| TASK DETAILS |
Would you format every row below as a numbered list, dropping any blank lines and leaving the pictures out?

### SOURCE RECORDS ###

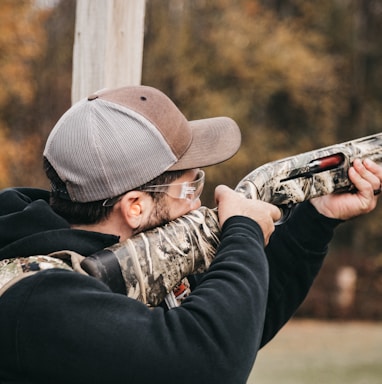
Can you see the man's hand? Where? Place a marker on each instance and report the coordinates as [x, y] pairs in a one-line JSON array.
[[231, 203], [367, 178]]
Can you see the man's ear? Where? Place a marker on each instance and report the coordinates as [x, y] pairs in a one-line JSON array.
[[132, 206]]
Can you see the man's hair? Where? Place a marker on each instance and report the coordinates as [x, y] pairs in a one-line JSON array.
[[95, 211]]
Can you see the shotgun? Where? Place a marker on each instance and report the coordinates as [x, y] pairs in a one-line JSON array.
[[153, 264]]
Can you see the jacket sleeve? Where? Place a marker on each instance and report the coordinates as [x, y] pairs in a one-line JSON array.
[[64, 327], [295, 255]]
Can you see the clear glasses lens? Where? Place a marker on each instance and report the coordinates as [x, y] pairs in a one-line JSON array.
[[188, 190]]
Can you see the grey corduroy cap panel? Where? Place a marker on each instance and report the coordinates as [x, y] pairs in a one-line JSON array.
[[102, 149], [119, 139]]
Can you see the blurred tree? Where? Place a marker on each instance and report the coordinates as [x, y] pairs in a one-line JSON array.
[[239, 59], [22, 40], [295, 75]]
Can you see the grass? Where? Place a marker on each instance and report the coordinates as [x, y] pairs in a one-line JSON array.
[[315, 352]]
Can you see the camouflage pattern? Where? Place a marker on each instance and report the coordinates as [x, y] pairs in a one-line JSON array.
[[154, 262], [278, 183]]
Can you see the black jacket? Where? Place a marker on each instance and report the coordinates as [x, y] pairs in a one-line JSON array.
[[62, 327]]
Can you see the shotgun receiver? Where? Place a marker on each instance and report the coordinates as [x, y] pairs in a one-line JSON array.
[[150, 265]]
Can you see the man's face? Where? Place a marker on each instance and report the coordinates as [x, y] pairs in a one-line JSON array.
[[174, 203]]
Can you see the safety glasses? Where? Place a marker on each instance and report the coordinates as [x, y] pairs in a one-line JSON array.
[[188, 190]]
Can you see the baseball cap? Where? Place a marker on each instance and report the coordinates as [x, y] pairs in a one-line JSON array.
[[119, 139]]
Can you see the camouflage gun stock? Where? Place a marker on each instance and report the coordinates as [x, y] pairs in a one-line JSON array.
[[148, 266]]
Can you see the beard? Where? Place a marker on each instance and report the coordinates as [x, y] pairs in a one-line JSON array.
[[160, 216]]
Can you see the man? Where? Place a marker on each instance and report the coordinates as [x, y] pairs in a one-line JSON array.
[[120, 162]]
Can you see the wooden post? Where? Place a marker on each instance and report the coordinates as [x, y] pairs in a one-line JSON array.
[[108, 45]]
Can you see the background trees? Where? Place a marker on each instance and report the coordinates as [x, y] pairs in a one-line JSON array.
[[295, 75]]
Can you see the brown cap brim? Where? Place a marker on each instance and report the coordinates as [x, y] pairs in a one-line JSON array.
[[214, 140]]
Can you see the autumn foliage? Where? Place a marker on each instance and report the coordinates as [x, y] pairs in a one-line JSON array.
[[295, 75]]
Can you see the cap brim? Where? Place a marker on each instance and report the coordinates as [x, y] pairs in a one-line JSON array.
[[214, 141]]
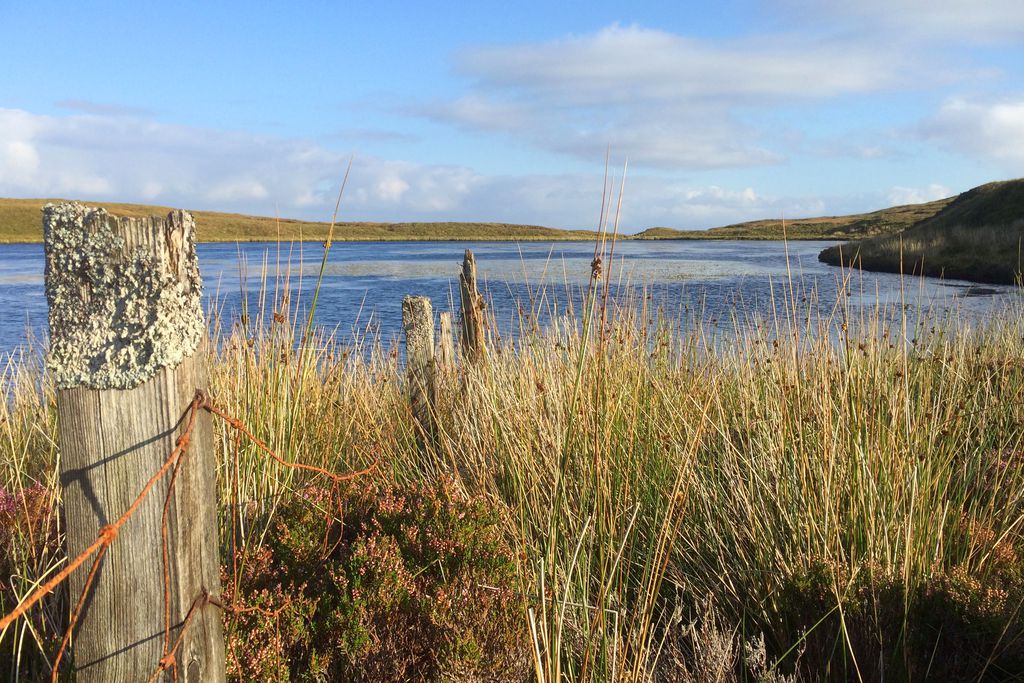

###

| TASK RESPONSE |
1. Can you see the man's hand? Where? Place a marker on each instance and report the coordinates as [x, y] pairs in a one-line JSON array.
2. [[231, 203], [367, 178]]
3. Can you see the man's ear? Where? Place a marker on each instance and report the coordinates as [x, y] pairs in a one-line JSON array.
4. [[132, 206]]
5. Can you see the man's hair? Where? Place a marker on each instance and report the coordinates as [x, y] pairs in a one-line JSON array.
6. [[95, 211]]
7. Can you see the shotgun? Where? Place a marker on each instance and report the coordinates as [x, y] pairs in a one-line JSON array.
8. [[153, 264]]
9. Can you see the jacket sleeve? Where? Place a marker on each instance and report the coordinates as [x, y] pairs in a one-line JSON array.
10. [[64, 327], [295, 255]]
11. Can you see the clear glasses lens? Where? Place a marker on each instance and report the coordinates as [x, y] pairs in a one-line JSON array.
12. [[188, 190]]
13. Can you see the grey corduroy cap panel? Where? Place a marker on each instance and report the coordinates as [x, y] pairs in a one-line JSON array.
14. [[102, 149], [119, 139]]
15. Can you see the blurred tree? Where? Place a marker on each instance and report the coordinates as [x, y] pairs in a one-line JSON array.
16. [[239, 59], [22, 40], [295, 75]]
17. Can you see the grass? Where? Place a marker on each instance and report the coordinates as [x, y] pairs in a one-line JSON array.
18. [[315, 352]]
19. Can you see the camouflage pattern? Where? Place a marker on each instance and report the coordinates as [x, y] pairs in a one-line JSON array.
20. [[154, 262], [278, 183]]
21. Can you see the black jacket? Where? Place a marker on each instance and report the coordinates as [x, y] pairs in a one-line JSON array.
22. [[62, 327]]
23. Can you see the shotgun receiver? Where? Place a marker on each instance and report the coordinates as [x, y] pairs in a one-line JSON array.
24. [[150, 265]]
25. Can you see the man's face? Where? Place a marker on each instance and report the coordinates as [x, y] pairs in a one-line JSON array.
26. [[174, 203]]
27. Can you see the safety glasses? Where? Place a marker on each instance and report the coordinates as [x, y] pairs in a one-line JSON array.
28. [[188, 190]]
29. Can you see the baseball cap? Where? Place a marker on each instance and report the coordinates as [x, y] pairs in a one-line JSON array.
30. [[119, 139]]
31. Can you see the camouflage gun stock? Where? Place a marker on each instance and report the coordinates as [x, y] pairs in a one-line JSON array.
32. [[148, 266]]
33. Can you see the beard? Where? Place a marker on each instance and report the coordinates as [x, y] pairs in a one-line JSON array.
34. [[160, 216]]
35. Can you see the man? Where? Place a marker on each instance and report the coordinates as [x, y] pairs in a one-line JSON array.
36. [[120, 162]]
37. Can you see the wooden post? Where? Place a marker on each instance and report the coordinates as [x, y] pairs in a one-line JSON array.
38. [[108, 45]]
39. Can you see the background trees? Where? Place a marker on each instance and report the coordinates as [x, y] pairs in a one-line JSON array.
40. [[295, 75]]
41. Can you see the brown cap brim? Where? Place a marker on each instance and report the coordinates as [x, y] pairs in a one-line JSON array.
42. [[214, 140]]
43. Can you see the autumn foliage? Where? Place a marker on each instance and report the coordinates as [x, y] pairs in a one-line JSON array.
44. [[295, 75]]
45. Can you see the cap brim? Where? Place a marker on each instance and report the coordinates as [x, y] pairs in a one-line JSON array.
46. [[214, 141]]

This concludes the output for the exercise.